(Stored records)
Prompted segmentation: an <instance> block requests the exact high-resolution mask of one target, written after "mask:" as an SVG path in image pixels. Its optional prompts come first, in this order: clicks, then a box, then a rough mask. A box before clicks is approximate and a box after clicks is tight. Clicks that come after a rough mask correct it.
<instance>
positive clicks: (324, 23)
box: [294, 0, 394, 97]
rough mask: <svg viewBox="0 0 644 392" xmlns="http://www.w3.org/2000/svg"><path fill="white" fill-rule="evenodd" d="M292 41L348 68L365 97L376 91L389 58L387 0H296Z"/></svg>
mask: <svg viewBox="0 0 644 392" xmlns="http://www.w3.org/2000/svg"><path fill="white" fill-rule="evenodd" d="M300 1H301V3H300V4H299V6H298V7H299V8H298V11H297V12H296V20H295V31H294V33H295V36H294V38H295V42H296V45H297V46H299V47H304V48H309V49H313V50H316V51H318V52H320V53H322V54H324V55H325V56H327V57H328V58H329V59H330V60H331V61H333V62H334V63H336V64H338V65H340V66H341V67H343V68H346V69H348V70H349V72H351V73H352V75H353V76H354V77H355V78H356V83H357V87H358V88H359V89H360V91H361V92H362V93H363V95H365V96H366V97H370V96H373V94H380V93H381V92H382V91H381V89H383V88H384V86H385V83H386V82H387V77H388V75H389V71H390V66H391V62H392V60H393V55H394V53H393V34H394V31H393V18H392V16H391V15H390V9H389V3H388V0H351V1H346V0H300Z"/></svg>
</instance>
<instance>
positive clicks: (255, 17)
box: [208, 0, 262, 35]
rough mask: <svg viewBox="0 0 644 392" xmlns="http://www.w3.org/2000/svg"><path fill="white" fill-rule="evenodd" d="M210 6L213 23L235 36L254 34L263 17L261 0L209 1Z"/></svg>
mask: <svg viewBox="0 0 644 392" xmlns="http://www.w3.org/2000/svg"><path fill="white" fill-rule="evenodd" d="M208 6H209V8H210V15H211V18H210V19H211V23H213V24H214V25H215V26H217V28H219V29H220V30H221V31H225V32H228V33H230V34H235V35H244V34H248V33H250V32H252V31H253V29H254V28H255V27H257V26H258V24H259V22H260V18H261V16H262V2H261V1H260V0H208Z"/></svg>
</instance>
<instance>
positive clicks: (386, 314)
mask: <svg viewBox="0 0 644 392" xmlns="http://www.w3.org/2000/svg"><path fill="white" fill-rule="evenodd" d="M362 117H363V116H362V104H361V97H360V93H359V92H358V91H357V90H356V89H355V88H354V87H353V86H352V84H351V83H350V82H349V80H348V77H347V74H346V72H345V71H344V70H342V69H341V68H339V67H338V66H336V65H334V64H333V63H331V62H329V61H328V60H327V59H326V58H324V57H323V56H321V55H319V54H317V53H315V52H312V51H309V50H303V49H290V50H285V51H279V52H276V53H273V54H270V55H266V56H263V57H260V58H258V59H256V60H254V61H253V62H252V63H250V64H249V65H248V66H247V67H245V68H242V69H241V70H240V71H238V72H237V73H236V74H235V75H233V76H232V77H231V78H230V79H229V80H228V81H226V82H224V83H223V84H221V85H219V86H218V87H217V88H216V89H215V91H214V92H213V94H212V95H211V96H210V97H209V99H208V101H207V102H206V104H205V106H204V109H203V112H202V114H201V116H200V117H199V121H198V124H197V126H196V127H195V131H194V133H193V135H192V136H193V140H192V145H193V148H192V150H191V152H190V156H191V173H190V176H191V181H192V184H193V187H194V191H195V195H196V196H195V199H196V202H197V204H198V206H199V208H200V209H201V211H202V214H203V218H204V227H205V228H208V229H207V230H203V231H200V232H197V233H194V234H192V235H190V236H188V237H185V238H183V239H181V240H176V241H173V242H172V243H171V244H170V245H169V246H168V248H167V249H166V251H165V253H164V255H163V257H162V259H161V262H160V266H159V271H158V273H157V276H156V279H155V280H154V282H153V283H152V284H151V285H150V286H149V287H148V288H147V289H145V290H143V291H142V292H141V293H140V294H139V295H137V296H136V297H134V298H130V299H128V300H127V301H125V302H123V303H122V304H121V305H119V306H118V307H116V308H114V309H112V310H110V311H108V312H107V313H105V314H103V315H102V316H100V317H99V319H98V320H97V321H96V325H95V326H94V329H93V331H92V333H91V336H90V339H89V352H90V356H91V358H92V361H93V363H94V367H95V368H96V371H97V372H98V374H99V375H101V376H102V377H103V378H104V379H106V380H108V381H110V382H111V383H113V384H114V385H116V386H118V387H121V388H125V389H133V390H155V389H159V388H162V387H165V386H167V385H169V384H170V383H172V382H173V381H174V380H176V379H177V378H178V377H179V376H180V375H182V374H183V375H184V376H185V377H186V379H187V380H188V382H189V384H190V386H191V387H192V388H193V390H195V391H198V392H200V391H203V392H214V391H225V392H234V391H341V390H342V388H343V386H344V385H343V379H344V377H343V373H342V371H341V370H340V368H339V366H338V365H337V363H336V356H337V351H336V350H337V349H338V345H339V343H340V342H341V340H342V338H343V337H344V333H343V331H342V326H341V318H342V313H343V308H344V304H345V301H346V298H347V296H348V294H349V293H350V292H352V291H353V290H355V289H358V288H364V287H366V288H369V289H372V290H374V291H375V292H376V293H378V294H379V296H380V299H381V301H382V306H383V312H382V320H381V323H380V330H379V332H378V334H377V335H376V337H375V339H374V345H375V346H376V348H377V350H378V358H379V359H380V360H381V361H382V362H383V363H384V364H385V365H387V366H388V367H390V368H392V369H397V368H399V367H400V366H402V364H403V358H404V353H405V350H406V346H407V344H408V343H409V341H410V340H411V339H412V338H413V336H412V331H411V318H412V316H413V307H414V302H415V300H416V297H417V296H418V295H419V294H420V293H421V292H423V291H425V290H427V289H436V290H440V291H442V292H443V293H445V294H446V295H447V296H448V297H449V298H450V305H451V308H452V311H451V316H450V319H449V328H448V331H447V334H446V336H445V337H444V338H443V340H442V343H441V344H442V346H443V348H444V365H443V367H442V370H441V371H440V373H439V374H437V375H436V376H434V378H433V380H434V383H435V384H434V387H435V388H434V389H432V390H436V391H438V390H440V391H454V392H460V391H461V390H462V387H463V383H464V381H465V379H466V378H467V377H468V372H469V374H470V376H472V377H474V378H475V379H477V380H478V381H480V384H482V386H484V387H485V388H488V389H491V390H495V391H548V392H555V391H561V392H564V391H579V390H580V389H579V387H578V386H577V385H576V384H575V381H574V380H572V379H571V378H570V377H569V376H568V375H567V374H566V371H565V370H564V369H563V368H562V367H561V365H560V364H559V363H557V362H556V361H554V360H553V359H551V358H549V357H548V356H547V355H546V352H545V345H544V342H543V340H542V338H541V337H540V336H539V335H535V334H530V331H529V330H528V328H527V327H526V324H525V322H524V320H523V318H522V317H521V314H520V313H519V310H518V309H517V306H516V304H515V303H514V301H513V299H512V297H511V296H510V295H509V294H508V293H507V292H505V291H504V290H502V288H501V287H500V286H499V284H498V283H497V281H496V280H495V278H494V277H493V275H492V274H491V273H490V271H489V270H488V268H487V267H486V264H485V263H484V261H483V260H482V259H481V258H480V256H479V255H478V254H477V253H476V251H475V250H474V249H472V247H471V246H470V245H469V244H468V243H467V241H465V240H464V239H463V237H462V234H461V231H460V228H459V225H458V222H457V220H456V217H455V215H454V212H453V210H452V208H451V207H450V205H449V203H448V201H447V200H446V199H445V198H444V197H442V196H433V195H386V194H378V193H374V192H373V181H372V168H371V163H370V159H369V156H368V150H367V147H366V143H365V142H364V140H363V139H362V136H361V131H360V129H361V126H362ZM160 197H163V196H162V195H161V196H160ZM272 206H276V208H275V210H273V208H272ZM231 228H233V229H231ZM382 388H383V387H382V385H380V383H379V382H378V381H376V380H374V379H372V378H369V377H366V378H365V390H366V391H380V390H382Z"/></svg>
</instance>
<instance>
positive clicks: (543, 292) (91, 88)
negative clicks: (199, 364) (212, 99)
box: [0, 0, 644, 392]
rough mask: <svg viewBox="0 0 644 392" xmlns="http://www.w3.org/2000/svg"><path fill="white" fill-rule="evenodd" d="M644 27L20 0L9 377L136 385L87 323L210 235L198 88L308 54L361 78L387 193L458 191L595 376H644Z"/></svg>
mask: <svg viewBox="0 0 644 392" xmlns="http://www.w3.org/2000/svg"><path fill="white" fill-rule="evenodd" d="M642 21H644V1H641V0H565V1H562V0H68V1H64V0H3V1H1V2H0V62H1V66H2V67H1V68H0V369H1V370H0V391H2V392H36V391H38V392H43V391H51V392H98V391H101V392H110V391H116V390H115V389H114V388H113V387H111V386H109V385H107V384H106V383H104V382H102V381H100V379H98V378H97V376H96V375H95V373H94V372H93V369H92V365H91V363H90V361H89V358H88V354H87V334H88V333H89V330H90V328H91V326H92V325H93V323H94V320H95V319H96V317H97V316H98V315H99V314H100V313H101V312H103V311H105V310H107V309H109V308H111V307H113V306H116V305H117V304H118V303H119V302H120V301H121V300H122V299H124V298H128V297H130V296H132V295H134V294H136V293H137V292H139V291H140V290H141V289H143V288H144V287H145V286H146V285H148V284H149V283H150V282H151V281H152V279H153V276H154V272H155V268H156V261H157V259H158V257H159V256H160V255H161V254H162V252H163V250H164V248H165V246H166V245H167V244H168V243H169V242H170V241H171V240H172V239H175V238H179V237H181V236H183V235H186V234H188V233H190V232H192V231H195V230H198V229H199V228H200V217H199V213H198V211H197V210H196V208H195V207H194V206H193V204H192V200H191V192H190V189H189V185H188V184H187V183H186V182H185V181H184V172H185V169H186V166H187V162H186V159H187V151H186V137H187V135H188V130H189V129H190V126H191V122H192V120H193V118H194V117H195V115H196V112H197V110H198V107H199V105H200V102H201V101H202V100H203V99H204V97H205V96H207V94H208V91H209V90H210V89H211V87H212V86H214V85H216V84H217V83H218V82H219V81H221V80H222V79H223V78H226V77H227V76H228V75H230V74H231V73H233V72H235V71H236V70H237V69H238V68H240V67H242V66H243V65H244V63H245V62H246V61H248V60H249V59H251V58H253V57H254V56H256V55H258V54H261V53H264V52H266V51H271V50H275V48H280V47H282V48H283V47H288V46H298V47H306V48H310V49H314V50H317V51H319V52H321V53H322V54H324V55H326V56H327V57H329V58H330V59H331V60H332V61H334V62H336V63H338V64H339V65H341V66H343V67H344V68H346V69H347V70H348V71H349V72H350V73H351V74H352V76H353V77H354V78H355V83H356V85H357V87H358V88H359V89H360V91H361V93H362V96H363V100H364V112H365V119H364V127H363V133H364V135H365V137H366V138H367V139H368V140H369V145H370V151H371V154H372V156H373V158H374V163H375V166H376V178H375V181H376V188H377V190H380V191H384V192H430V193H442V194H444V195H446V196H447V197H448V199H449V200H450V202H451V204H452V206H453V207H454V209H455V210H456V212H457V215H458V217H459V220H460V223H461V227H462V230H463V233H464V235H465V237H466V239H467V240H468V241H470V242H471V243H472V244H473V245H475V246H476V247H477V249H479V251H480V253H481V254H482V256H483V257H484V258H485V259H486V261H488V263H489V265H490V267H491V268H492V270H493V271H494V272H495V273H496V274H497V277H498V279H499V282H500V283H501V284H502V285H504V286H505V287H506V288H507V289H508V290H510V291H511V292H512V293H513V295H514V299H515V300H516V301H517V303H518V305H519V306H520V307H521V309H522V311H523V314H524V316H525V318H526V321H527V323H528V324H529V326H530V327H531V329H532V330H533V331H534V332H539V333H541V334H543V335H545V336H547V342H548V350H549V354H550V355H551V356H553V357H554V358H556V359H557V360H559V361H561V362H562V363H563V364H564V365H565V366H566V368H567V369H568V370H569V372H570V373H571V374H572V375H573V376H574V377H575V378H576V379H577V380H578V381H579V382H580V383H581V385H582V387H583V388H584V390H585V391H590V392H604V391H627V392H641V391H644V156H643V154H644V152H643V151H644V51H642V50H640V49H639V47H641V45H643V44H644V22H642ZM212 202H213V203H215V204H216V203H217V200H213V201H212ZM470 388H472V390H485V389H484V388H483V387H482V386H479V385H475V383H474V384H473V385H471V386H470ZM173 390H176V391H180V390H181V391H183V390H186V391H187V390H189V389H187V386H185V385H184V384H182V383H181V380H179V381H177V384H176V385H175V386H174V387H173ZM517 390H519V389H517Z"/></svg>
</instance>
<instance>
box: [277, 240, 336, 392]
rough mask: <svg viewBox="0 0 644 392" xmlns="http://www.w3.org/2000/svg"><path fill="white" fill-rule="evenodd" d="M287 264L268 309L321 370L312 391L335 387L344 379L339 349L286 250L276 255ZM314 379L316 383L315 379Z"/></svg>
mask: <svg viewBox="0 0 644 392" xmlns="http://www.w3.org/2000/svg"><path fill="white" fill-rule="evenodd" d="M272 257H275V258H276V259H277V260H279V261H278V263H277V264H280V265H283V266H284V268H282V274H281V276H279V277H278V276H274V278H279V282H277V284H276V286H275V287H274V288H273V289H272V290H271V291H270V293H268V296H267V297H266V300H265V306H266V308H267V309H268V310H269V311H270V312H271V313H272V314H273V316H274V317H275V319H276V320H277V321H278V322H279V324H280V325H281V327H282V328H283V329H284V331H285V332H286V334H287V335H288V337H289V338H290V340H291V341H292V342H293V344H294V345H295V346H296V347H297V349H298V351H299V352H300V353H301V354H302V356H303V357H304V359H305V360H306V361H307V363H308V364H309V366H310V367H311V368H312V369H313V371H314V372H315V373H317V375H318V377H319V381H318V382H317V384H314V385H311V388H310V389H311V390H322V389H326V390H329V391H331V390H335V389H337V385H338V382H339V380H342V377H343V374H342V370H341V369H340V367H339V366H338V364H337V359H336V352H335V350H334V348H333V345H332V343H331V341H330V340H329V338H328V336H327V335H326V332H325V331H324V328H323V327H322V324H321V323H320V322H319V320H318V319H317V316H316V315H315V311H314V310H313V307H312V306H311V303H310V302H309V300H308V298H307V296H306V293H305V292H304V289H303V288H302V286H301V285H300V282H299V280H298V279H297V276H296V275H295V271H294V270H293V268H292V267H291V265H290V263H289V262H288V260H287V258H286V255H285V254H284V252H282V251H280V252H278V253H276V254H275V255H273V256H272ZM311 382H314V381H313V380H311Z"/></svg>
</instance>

▶ _Brief_
Word for word, set down the lines from the beginning of the records through the line that holds "box: [294, 0, 394, 97]". Leave out the rest.

▶ _Exercise result_
Prompted segmentation: an <instance> block requests the exact high-resolution mask of one target, written after "mask:" as an SVG path in image pixels. Its optional prompts come first, in this order: clicks, then a box, then a rough mask. A box before clicks is approximate and a box after clicks is tight. Clicks that come after a rough mask correct it.
<instance>
positive clicks: (324, 23)
box: [294, 0, 394, 97]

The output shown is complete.